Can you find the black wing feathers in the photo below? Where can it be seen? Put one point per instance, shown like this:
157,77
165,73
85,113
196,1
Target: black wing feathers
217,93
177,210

= = =

▶ **WHAT THE TASK REQUIRES**:
In full and exactly as written, the listing is to be copied again.

▶ **REPLY TO THE EXERCISE**:
Can you find the black wing feathers in the photo below? Where can it be seen? Put one point per instance, shown like this:
157,77
165,73
85,113
196,1
Target: black wing feathers
217,93
177,210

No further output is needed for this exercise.